# Start of Record extracts
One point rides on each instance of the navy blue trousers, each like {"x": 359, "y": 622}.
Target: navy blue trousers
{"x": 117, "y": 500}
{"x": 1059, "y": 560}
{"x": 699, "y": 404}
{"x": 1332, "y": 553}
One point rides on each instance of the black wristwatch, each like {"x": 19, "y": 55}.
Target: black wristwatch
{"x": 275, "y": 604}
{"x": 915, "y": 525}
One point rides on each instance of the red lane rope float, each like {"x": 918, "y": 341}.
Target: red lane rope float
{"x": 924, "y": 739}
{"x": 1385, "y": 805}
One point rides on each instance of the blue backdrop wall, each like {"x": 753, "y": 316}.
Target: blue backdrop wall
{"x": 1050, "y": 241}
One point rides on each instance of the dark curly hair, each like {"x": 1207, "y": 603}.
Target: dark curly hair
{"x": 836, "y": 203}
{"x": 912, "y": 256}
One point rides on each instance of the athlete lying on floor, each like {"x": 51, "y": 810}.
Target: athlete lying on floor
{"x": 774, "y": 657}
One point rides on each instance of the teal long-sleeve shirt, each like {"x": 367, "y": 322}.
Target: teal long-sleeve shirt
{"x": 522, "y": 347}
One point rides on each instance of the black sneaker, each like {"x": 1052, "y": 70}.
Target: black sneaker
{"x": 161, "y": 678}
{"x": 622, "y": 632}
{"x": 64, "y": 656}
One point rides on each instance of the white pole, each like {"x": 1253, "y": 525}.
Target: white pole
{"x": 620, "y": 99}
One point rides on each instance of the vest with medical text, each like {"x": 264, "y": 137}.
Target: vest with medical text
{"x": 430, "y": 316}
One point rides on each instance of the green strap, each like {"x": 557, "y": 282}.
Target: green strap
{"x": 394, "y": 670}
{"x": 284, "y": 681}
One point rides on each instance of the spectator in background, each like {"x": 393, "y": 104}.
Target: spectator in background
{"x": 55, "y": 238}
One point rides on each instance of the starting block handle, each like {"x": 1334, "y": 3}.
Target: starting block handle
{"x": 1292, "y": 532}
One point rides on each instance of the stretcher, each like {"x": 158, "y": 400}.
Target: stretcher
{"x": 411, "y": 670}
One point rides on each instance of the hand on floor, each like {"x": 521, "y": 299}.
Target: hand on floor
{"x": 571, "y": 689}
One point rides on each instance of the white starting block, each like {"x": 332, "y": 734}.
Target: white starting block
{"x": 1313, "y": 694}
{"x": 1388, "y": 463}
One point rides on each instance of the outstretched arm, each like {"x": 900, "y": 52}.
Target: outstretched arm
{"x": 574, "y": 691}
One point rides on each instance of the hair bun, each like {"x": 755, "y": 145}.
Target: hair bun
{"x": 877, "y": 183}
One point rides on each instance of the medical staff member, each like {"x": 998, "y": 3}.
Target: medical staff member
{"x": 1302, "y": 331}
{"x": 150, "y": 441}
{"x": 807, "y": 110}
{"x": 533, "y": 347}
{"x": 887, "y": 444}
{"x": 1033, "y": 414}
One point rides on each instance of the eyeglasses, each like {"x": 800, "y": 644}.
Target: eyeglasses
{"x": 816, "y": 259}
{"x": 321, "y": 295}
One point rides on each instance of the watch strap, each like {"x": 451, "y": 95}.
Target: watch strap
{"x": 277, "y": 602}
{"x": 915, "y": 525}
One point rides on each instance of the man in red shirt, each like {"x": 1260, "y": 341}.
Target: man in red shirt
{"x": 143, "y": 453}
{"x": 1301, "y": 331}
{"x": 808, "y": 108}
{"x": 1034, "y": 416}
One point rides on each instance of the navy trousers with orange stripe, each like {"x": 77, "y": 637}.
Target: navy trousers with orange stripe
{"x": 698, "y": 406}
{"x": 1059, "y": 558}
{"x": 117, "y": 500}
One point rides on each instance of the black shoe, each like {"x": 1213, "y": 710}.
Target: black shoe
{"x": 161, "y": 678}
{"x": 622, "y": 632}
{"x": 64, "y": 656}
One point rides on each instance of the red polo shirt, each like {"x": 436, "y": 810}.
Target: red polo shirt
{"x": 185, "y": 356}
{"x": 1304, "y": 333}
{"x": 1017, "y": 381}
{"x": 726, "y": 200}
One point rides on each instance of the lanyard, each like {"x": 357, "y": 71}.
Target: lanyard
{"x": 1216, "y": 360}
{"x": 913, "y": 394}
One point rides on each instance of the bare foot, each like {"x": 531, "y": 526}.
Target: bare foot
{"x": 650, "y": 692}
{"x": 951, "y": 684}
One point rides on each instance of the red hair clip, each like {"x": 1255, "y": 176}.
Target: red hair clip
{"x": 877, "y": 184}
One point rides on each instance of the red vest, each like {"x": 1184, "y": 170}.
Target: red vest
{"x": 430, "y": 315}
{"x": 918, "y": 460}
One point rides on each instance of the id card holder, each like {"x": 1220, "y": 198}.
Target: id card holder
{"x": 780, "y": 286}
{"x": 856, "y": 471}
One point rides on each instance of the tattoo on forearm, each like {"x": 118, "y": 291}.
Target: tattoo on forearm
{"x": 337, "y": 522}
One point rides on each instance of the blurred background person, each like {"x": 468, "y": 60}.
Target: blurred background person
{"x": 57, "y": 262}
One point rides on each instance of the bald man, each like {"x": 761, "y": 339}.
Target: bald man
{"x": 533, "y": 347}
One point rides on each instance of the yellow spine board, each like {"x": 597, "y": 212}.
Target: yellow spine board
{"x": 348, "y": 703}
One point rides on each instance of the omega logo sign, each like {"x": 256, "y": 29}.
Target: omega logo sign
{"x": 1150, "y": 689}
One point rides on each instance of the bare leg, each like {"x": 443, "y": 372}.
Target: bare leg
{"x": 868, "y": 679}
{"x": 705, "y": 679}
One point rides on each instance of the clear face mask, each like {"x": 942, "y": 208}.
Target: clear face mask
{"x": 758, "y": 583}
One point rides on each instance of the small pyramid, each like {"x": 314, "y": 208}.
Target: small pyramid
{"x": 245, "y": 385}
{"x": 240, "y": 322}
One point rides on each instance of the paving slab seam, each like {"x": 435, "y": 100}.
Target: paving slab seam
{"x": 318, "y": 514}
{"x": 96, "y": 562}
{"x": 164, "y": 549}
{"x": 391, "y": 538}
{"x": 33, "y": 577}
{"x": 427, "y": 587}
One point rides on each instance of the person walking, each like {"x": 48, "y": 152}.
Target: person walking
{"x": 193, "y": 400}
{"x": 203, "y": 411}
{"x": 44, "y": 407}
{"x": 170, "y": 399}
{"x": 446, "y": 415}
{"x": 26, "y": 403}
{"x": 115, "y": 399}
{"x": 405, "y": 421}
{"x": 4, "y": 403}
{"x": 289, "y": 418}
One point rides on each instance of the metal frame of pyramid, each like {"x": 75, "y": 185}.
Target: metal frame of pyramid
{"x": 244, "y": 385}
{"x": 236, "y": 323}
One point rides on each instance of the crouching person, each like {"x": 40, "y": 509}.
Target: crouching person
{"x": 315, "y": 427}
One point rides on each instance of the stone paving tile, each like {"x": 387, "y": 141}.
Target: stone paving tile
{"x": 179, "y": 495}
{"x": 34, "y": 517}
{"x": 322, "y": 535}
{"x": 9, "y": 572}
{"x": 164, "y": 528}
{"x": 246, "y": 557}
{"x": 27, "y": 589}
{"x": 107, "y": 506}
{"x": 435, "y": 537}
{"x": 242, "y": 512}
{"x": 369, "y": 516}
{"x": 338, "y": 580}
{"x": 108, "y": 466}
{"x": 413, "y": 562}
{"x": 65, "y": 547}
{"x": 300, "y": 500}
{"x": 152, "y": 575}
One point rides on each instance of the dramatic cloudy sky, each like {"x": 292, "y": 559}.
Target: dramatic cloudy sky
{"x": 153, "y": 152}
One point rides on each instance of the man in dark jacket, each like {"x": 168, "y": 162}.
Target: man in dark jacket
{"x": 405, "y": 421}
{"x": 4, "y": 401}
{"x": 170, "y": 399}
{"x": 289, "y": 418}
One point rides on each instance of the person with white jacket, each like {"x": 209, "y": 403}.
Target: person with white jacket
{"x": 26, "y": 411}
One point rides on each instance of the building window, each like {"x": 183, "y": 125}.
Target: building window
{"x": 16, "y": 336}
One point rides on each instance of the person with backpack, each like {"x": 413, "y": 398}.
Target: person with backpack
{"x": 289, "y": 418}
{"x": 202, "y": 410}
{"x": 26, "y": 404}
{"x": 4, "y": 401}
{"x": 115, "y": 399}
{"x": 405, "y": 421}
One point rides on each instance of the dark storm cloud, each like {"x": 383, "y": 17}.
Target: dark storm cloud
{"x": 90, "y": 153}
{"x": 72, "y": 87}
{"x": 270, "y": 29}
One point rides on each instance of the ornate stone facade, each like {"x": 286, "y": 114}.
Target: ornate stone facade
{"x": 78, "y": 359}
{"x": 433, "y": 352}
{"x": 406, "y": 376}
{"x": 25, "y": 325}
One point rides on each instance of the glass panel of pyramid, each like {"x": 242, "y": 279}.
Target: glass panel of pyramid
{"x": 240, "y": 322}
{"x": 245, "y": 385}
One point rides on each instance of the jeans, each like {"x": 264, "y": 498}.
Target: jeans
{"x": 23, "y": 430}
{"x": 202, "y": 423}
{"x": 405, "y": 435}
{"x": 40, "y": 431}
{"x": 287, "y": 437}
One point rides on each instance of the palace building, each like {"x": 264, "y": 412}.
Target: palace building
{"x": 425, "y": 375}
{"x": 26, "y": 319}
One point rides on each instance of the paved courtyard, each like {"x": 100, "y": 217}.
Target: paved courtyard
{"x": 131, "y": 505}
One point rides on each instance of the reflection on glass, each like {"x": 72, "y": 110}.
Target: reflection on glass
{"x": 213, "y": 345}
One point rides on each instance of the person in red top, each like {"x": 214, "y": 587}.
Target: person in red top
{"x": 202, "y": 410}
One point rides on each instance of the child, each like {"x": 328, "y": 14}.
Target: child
# End of Record extracts
## Job:
With the line containing "One point rides on each instance of the dark storm" as the first and the last line of the records as the final one, print exactly the lines in that span.

## Output:
One point rides on each instance of the dark storm cloud, each like {"x": 383, "y": 17}.
Target: dark storm cloud
{"x": 90, "y": 153}
{"x": 72, "y": 87}
{"x": 270, "y": 29}
One point rides on each instance of the ornate stone facade, each like {"x": 286, "y": 114}.
Target: ornate stone facade
{"x": 78, "y": 359}
{"x": 433, "y": 352}
{"x": 406, "y": 376}
{"x": 25, "y": 325}
One point rides on each instance of the glass panel of pyramid, each like {"x": 242, "y": 279}.
Target: glass panel of pyramid
{"x": 240, "y": 322}
{"x": 245, "y": 385}
One point rides on each instance of the jeans, each like {"x": 264, "y": 498}.
Target: jeans
{"x": 23, "y": 430}
{"x": 202, "y": 423}
{"x": 405, "y": 435}
{"x": 40, "y": 431}
{"x": 287, "y": 437}
One point rides on each instance of the palace building, each like {"x": 264, "y": 412}.
Target: palace building
{"x": 425, "y": 375}
{"x": 26, "y": 319}
One point rides on each instance of the paved courtyard, each like {"x": 100, "y": 217}.
Target: paved courtyard
{"x": 131, "y": 505}
One point rides on each instance of the reflection on glass, each like {"x": 72, "y": 110}.
Target: reflection on glass
{"x": 213, "y": 345}
One point rides on each instance of the person in red top, each like {"x": 214, "y": 587}.
Target: person in red top
{"x": 202, "y": 410}
One point rides on each instance of the child, each like {"x": 328, "y": 14}.
Target: child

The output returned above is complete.